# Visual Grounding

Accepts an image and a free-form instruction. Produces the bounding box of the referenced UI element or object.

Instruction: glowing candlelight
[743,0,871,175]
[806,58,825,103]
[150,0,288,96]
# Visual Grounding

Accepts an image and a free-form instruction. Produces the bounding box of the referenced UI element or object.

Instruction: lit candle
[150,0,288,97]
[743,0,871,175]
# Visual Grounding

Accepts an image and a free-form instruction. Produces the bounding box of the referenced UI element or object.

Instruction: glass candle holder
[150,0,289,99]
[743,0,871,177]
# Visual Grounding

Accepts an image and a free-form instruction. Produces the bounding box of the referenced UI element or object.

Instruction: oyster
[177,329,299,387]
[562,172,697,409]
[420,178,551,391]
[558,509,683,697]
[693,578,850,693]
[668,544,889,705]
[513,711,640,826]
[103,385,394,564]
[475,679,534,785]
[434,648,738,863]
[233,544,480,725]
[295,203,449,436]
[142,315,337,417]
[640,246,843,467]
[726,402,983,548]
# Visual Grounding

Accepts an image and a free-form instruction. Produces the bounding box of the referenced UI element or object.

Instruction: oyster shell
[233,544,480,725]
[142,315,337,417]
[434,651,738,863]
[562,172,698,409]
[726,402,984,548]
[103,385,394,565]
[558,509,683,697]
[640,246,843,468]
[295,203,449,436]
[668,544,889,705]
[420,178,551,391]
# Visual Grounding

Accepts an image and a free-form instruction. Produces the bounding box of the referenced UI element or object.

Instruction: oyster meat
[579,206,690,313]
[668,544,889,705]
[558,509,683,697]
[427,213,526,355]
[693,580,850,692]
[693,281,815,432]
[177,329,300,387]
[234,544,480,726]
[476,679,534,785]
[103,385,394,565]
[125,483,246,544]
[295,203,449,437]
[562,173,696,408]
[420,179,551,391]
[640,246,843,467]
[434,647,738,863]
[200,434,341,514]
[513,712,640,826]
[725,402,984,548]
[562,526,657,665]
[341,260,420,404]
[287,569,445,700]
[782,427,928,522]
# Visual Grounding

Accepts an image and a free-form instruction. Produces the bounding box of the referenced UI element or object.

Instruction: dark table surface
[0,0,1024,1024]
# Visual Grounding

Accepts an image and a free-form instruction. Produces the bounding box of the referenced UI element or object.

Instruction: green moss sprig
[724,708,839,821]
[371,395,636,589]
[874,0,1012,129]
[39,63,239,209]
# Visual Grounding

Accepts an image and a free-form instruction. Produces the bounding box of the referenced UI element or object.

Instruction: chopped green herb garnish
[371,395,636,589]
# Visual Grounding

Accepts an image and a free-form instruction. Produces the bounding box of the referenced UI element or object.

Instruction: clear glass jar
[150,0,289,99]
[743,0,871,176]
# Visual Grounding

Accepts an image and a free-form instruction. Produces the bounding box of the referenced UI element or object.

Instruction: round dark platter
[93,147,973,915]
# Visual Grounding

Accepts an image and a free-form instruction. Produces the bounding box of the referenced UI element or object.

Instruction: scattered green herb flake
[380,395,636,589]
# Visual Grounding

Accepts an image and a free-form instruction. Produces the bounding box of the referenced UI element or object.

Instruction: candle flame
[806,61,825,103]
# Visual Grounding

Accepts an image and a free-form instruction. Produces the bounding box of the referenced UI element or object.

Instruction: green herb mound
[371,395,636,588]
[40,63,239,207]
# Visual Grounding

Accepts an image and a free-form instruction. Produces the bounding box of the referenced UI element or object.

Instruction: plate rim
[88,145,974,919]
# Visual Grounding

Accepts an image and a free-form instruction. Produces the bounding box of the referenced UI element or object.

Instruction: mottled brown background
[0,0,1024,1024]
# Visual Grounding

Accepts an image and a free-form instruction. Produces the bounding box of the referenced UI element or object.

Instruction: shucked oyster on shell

**********

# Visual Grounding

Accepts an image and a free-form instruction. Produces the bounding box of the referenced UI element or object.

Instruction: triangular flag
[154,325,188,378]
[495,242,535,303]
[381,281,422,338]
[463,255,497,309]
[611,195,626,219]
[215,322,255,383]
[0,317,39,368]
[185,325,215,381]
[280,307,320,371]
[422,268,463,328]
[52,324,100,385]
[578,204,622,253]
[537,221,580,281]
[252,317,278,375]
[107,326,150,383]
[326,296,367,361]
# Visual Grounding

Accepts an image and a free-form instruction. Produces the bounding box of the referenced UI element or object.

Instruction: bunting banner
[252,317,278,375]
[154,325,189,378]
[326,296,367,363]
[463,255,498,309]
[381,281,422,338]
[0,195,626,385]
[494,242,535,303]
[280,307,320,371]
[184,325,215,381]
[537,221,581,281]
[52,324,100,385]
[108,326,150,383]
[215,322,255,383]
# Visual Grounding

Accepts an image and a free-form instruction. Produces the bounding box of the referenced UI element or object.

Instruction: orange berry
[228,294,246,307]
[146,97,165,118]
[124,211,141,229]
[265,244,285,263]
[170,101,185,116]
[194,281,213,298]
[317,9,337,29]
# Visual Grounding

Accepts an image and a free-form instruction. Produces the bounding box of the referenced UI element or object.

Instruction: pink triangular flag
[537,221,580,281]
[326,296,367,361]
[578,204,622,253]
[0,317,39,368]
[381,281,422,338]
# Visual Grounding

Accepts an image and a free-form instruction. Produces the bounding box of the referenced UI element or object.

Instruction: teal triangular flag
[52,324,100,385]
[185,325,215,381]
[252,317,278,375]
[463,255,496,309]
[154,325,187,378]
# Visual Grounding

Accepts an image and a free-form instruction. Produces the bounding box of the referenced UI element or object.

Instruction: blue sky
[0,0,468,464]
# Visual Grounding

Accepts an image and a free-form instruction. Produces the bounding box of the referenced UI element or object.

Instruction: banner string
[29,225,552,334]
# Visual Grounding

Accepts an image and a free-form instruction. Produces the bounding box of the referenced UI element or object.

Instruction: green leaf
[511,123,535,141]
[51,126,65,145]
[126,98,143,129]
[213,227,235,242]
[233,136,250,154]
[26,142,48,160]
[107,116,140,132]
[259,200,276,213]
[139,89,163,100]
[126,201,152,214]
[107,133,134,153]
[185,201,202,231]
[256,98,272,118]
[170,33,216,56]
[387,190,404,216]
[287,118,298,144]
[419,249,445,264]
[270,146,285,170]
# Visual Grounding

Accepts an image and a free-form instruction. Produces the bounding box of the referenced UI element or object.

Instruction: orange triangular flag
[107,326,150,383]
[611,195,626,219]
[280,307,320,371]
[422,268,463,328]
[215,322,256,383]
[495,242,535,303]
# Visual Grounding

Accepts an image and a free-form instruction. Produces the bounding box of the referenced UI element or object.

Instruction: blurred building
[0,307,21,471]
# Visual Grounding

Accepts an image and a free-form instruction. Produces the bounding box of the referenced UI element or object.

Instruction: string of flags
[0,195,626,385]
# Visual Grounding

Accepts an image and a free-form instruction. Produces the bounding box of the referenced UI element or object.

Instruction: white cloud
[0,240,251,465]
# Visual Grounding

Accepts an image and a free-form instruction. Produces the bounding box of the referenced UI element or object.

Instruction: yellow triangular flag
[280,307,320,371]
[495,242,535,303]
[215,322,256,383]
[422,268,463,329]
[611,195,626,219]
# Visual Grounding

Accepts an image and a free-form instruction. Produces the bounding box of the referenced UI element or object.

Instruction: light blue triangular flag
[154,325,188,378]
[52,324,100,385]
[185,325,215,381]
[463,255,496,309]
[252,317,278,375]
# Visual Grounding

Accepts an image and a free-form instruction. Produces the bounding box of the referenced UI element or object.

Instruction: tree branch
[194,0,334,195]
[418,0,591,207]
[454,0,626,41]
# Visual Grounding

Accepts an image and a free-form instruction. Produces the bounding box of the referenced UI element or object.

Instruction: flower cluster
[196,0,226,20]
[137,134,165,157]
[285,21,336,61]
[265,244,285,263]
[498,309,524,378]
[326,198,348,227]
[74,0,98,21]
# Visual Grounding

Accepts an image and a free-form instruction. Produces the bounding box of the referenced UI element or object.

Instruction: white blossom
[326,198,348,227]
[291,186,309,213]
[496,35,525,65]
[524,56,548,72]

**********

→ What you should do
Extract each line in the data above that contains the string "green".

→ The response
Instruction: green moss sprig
Instruction: chopped green herb garnish
Instruction: scattered green herb flake
Instruction: green herb mound
Instruction: green leaf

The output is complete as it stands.